- [Quoted text]
_ _ _

Welcome to the 30th edition of the data engineering newsletter. This week's release is a new set of articles that focus on Uber’s schema-agnostic log analytics platform, Google’s opensource model search system, Intuit’s Data Mesh strategy, Salesforce’s secure data intelligence platform, Netflix’s composable data pipeline, BrightWind’s wind analytical data hub, Apache Pinot’s star tree indexing, Squarespace’s A/B testing platform, Snowflake vs. Redshift comparison, and overview of the modern analytical stack.
Uber:
Fast and Reliable Schema-Agnostic Log Analytics Platform
Elasticsearch provides a dynamic schema inference to improve the performance of log indexing. The dynamic type inference often leads to type conflict errors, which drops the offending errors. The indexing and operational cost spike up the cloud cost to maintain the log search engine. Uber writes about schema-agnostic data model log search build on top of ClickHouse. The type-specific schema design is an elegant design for a complicated need for a log search engine.
Google:
Introducing Model Search: An Open Source Platform for Finding Optimal ML Models
In recent years, AutoML algorithms have emerged to help researchers find the right neural network automatically without the need for manual experimentation. To extend access to AutoML solutions, Google open-sourced Model Search
,
A platform that helps researchers develop the best ML models efficiently and automatically built on top of Tensorflow.
https://ai.googleblog.com/2021/02/introducing-model-search-open-source.html
Intuit:
Intuit’s Data Mesh Strategy
The Data Mesh principles based on Domain-Driven Design, which emphasizes ownership and accountability of singularly focused data as a product approach, resonates well with many large-scale data teams. Intuit writes an exciting blog about its learning, vision, and strategy to adopt data mesh principles.

_ _ _

- [Set exercise 1]
What database does the newsletter say Uber's schema-agnostic log search is built on top of?

_ _ _

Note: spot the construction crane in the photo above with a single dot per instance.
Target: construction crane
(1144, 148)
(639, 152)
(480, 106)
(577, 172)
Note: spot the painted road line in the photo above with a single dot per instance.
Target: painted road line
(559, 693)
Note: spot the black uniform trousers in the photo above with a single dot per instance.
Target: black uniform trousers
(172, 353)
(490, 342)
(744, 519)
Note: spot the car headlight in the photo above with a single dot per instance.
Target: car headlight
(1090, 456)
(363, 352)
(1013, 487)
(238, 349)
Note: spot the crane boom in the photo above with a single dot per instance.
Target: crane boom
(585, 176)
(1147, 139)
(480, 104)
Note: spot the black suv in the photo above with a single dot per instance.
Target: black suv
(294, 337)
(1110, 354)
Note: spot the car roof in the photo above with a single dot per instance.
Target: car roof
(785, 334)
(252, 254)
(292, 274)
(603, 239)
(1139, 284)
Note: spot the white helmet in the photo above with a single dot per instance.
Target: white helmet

_ _ _

- [Set exercise 2]
Scale the records, starting with their first line and going on through the line with "(1139, 284)": repeat those lines with the requests included, and multiply every coordinate in the answers by 0.65, rounding to whole numbers with halves going up.

- [Output 1]
ClickHouse

- [Output 2]
Note: spot the construction crane in the photo above with a single dot per instance.
Target: construction crane
(744, 96)
(415, 99)
(312, 69)
(375, 112)
Note: spot the painted road line in the photo above with a single dot per instance.
Target: painted road line
(363, 450)
Note: spot the black uniform trousers in the photo above with a single dot per instance.
Target: black uniform trousers
(112, 229)
(319, 222)
(484, 337)
Note: spot the car headlight in the photo above with a single dot per instance.
Target: car headlight
(709, 296)
(236, 229)
(658, 317)
(155, 227)
Note: spot the crane boom in the photo above with a single dot per instance.
Target: crane boom
(380, 114)
(746, 90)
(312, 68)
Note: spot the black suv in the photo above with a single dot per instance.
Target: black suv
(191, 219)
(722, 230)
Note: spot the car roof in the photo above with a single dot per instance.
Target: car roof
(510, 217)
(164, 165)
(190, 178)
(392, 155)
(740, 185)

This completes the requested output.